→ **Document passage**:
--------------------
Our Purpose: Through leadership in distributed governance, and a KATLAS Web3.0 router serving every household and business, we shall empower and inspire individuals and organisations to participate privately in a truly interactive and sustainable society.
Value to Industry: Digital twins represented by personal wallets, interconnected via smart contracts with privacy protocols on a foundational decentralised platform, will advance the data interoperability essential to drive monumental transformation in health innovation, green industrial growth and a resilient UK.
Problem: The Internet has become an integral part of society, and people use it for a wide range of services, including social interaction, commerce, payments, and interacting with the government. However, we are still operating in a web2.0 environment, which relies on a client/server paradigm that started in the early 90s. This model has enabled companies like Google and Amazon to grow large, creating concerns about monopolies and central control of information. Moreover, values such as privacy, autonomy, and safety are not adequately addressed in this model, making it imperative to develop web3.0.
--------------------
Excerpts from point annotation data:

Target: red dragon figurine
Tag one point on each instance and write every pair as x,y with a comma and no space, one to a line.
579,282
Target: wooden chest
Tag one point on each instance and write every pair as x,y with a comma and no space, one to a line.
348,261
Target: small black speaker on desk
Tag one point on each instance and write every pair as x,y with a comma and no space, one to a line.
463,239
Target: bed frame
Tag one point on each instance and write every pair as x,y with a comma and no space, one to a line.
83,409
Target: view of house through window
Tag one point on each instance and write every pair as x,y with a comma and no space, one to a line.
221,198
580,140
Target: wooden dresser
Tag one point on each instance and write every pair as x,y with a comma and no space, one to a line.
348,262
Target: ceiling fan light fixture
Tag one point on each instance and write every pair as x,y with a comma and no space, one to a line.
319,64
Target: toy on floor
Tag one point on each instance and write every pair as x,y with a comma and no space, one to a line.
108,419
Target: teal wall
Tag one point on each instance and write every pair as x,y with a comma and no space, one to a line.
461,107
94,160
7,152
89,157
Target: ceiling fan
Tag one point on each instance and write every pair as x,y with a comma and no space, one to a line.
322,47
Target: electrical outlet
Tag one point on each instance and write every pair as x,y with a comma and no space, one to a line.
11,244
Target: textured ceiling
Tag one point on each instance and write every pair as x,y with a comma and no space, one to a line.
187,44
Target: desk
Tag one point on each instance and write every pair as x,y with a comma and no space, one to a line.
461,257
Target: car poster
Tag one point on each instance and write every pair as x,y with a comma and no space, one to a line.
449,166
--------------------
→ **Problem 1**:
According to the KATLAS passage, when did the client/server paradigm that web2.0 relies on start?
→ **Problem 2**:
Copy the part of the KATLAS passage starting at "Value to Industry: Digital" and ending at "a resilient UK.".
→ **Problem 3**:
Translate this sentence from the KATLAS passage into French: "This model has enabled companies like Google and Amazon to grow large, creating concerns about monopolies and central control of information."

→ **Full response 1**:
It started in the early 90s.

→ **Full response 2**:
Value to Industry: Digital twins represented by personal wallets, interconnected via smart contracts with privacy protocols on a foundational decentralised platform, will advance the data interoperability essential to drive monumental transformation in health innovation, green industrial growth and a resilient UK.

→ **Full response 3**:
Ce modèle a permis à des entreprises comme Google et Amazon de prendre une grande ampleur, suscitant des inquiétudes quant aux monopoles et au contrôle centralisé de l'information.